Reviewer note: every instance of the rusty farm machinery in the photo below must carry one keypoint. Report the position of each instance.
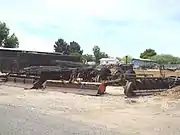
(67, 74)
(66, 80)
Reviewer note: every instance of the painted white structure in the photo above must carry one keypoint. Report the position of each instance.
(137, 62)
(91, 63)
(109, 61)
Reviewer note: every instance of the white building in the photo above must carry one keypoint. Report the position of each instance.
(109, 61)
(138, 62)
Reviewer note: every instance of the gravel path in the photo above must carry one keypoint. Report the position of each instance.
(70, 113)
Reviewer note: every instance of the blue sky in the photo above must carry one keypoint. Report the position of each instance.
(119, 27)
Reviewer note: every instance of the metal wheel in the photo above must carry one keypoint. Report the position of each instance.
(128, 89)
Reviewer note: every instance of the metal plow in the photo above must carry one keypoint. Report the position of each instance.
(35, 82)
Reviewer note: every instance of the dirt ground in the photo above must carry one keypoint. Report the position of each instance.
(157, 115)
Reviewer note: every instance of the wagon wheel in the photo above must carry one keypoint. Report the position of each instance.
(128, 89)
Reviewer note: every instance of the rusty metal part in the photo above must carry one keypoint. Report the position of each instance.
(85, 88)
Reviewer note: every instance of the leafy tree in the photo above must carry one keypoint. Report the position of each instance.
--
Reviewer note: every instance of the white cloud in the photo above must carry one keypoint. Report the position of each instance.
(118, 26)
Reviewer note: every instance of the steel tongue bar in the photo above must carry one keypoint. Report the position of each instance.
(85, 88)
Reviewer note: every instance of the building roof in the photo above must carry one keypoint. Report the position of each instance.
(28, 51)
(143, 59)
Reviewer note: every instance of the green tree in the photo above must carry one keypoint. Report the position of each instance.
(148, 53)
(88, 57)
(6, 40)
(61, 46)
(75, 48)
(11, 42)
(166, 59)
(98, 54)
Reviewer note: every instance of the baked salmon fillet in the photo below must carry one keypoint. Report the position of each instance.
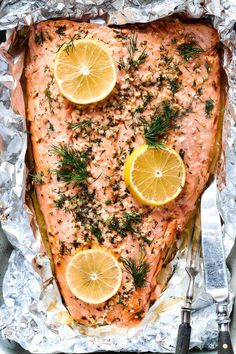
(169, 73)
--
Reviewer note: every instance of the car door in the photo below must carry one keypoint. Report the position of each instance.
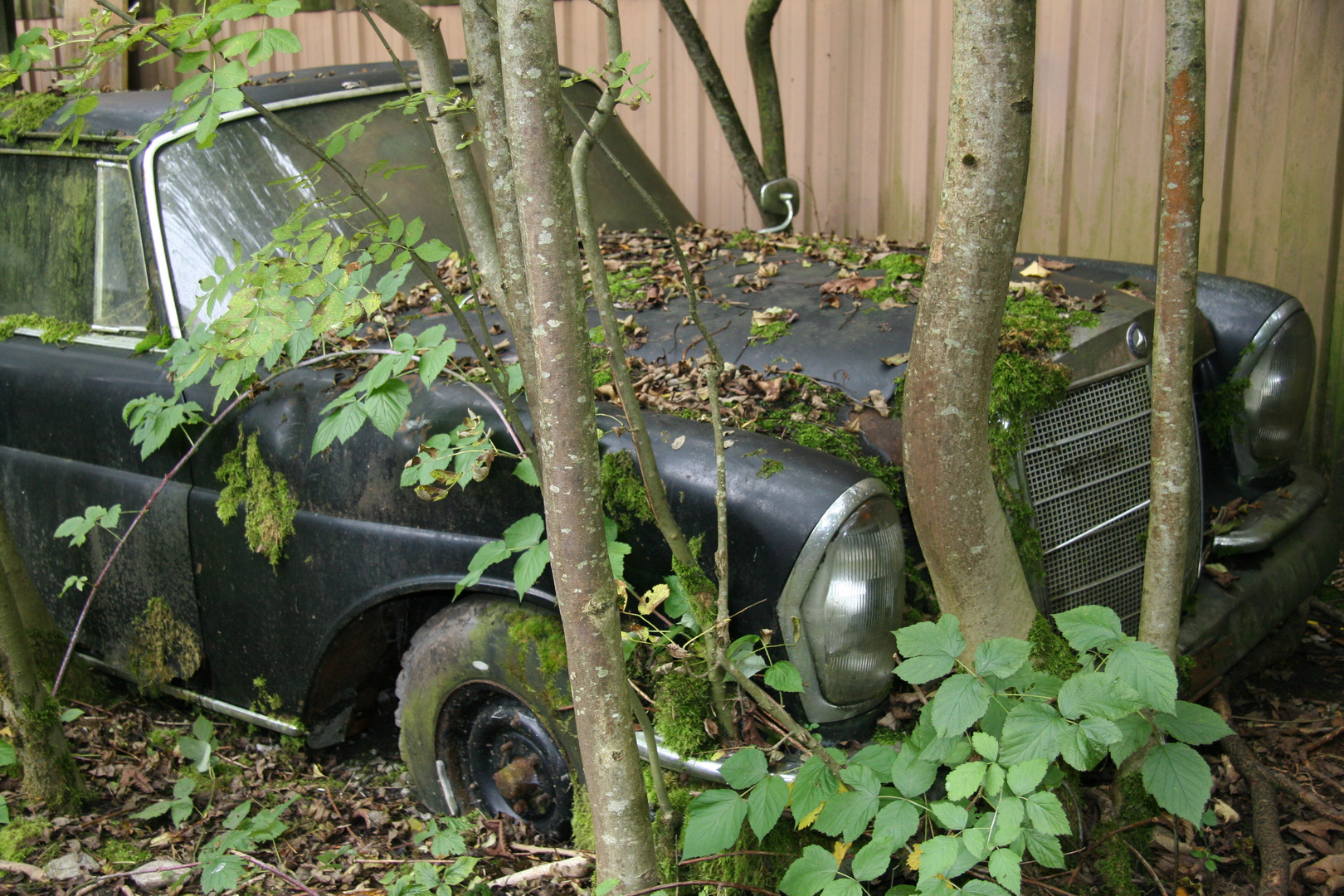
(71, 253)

## WHAT YOU WILL DO:
Copy the data between the lines holding "Reviewer note: every instance of the dirt" and "Reviewer note: every instance of the leafy", inclusive, with "wagon wheel" replaced by "cart wheel" and all else unchanged.

## WRITTEN RESPONSE:
Reviewer note: every instance of the dirt ground in the photo above must carry one keypoint. Report the position of each instance.
(157, 115)
Reviewer note: every instance of the cart wheel in the photo above must carry one keypoint. Report the position of each instance.
(128, 89)
Reviewer note: every instance of the rusty metal part in the photo above must carry one keypoint. Report the position of each instance.
(85, 88)
Reviewer note: every instance of the leafy tree in the photo above must carry one keypoint. Report the position of each instance.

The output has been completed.